Compiti da svolgere -
**A.** Rispondi alle seguenti domande basandoti sul testo riguardante l'inchiesta Prisma:
(i) Chi è il procuratore capo della Procura federale?
(ii) Quanti punti di penalizzazione ebbe il Chievo per le plusvalenze?
(iii) Quale articolo del codice di giustizia sportiva si occupa delle sanzioni per violazioni economiche?
**B.** Elenca tutti i dirigenti della Juventus citati per nome nel testo sull'inchiesta Prisma.

Testo di partenza -

Dopo la chiusura delle indagini dell’inchiesta Prisma sui conti della Juventus, la Procura federale della FIGC ha chiesto – e ottenuto – gli atti degli inquirenti per appurare che le condotte della dirigenza del club bianconero non siano rilevanti dal punto di vista sportivo. Il procuratore capo Giuseppe Chiné deve ora analizzarli per capire se sia possibile aprire un nuovo fascicolo dopo l’assoluzione degli undici club e dei 59 dirigenti sotto accusa per il caso plusvalenze, tra i quali c’erano appunto i vertici della Juventus Agnelli, Paratici, Arrivabene, Nedved e Cherubini. Le loro condotte furono considerate legittime per l’impossibilità di stabilire il reale valore di un calciatore al momento della cessione, ma la presenza di nuovi elementi come intercettazioni o documenti ufficiali potrebbe rimescolare le carte in tavola e costituire un rischio per il club anche dal punto di vista sportivo, come sanzioni o penalizzazioni in campionato.
Se dagli atti della Procura di Torino fosse possibile provare l’illecito ci potrebbe essere un nuovo round di fronte alla Corte federale. Il Chievo fu condannato per plusvalenze ed ebbe 3 punti di penalizzazione. Inoltre, potrebbe aprirsi uno scenario del tutto inedito alla Procura federale, quello relativo alla sospensione degli stipendi durante il Covid, poi “restituiti” con accordi privati. L’articolo 31 del codice di giustizia sportiva si occupa delle sanzioni per violazioni economiche. Nel caso in cui “la falsificazione dei propri documenti contabili o amministrativi ovvero qualsiasi altra attività illecita o elusiva” abbia permesso alla squadra in questione di ottenere il via libera per l’iscrizione al campionato la sanzione consisterebbe in una “penalizzazione di uno o più punti in classifica” fino alla “retrocessione all’ultimo posto in classifica del campionato di competenza e dunque il passaggio alla categoria inferiore”.

(Dati di ancoraggio di oggetti in linguaggio naturale)
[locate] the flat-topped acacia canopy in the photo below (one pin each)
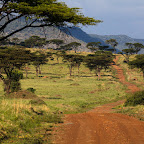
(40, 13)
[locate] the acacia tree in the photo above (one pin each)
(74, 46)
(15, 40)
(39, 13)
(57, 42)
(72, 61)
(78, 60)
(98, 61)
(137, 47)
(35, 41)
(138, 63)
(113, 43)
(127, 53)
(93, 46)
(12, 59)
(38, 59)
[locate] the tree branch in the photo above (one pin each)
(27, 26)
(9, 21)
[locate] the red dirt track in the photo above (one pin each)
(101, 126)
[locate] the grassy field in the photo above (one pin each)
(134, 76)
(61, 94)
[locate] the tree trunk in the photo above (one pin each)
(70, 68)
(7, 84)
(37, 71)
(78, 69)
(99, 74)
(26, 70)
(57, 60)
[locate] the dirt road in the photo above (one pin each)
(100, 126)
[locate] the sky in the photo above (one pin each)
(125, 17)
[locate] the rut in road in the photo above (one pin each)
(100, 126)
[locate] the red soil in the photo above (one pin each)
(100, 126)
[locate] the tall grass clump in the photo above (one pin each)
(23, 123)
(136, 99)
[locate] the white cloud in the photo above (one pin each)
(118, 15)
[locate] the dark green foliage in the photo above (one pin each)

Risposte per punto -
**A.**
(i) Giuseppe Chiné.
(ii) 3 punti.
(iii) L'articolo 31.

**B.** Agnelli, Paratici, Arrivabene, Nedved, Cherubini